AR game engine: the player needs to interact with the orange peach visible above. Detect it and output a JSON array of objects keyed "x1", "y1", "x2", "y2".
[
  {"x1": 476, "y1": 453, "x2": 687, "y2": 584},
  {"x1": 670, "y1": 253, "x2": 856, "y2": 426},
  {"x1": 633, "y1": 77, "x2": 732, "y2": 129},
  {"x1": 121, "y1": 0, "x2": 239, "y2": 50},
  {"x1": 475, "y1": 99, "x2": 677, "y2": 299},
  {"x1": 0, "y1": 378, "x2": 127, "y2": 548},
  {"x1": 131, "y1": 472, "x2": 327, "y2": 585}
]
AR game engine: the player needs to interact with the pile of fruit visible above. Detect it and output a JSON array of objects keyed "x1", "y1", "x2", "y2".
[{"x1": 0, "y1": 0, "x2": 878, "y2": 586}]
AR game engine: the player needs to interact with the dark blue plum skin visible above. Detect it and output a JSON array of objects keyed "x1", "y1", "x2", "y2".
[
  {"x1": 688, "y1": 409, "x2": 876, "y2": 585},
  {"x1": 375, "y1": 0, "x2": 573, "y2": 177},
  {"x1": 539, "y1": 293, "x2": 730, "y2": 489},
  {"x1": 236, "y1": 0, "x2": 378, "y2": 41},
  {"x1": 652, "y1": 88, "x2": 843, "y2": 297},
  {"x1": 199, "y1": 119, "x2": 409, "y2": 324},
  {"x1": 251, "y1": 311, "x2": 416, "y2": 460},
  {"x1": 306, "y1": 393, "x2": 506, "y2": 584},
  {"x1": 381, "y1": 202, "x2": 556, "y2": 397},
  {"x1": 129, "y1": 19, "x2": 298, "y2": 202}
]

============================================================

WHAT THE EXERCISE ASKS:
Transcribe the whole listing exactly.

YOUR SOLUTION:
AR game engine: the player needs to interact with the orange peach visible above. Detect it and output a JSON array of objects keyed "x1", "y1", "x2", "y2".
[
  {"x1": 476, "y1": 453, "x2": 687, "y2": 584},
  {"x1": 670, "y1": 253, "x2": 856, "y2": 426},
  {"x1": 633, "y1": 77, "x2": 732, "y2": 129},
  {"x1": 121, "y1": 0, "x2": 239, "y2": 50},
  {"x1": 475, "y1": 99, "x2": 677, "y2": 299},
  {"x1": 0, "y1": 378, "x2": 127, "y2": 548},
  {"x1": 131, "y1": 472, "x2": 327, "y2": 585}
]
AR game engine: the player needs to interact with the pile of fruit visible above. Detect it and output a JSON array of objects keyed "x1", "y1", "x2", "y2".
[{"x1": 0, "y1": 0, "x2": 878, "y2": 586}]
AR game engine: the player needs to interact with the dark blue plum skin visible above. Detect it and output a JSON array of objects keyed "x1", "y1", "x2", "y2".
[
  {"x1": 688, "y1": 409, "x2": 876, "y2": 585},
  {"x1": 375, "y1": 0, "x2": 573, "y2": 177},
  {"x1": 539, "y1": 293, "x2": 730, "y2": 489},
  {"x1": 236, "y1": 0, "x2": 378, "y2": 41},
  {"x1": 652, "y1": 88, "x2": 843, "y2": 297},
  {"x1": 199, "y1": 119, "x2": 409, "y2": 324},
  {"x1": 251, "y1": 311, "x2": 416, "y2": 460},
  {"x1": 306, "y1": 393, "x2": 506, "y2": 584},
  {"x1": 381, "y1": 202, "x2": 556, "y2": 397},
  {"x1": 129, "y1": 19, "x2": 298, "y2": 202}
]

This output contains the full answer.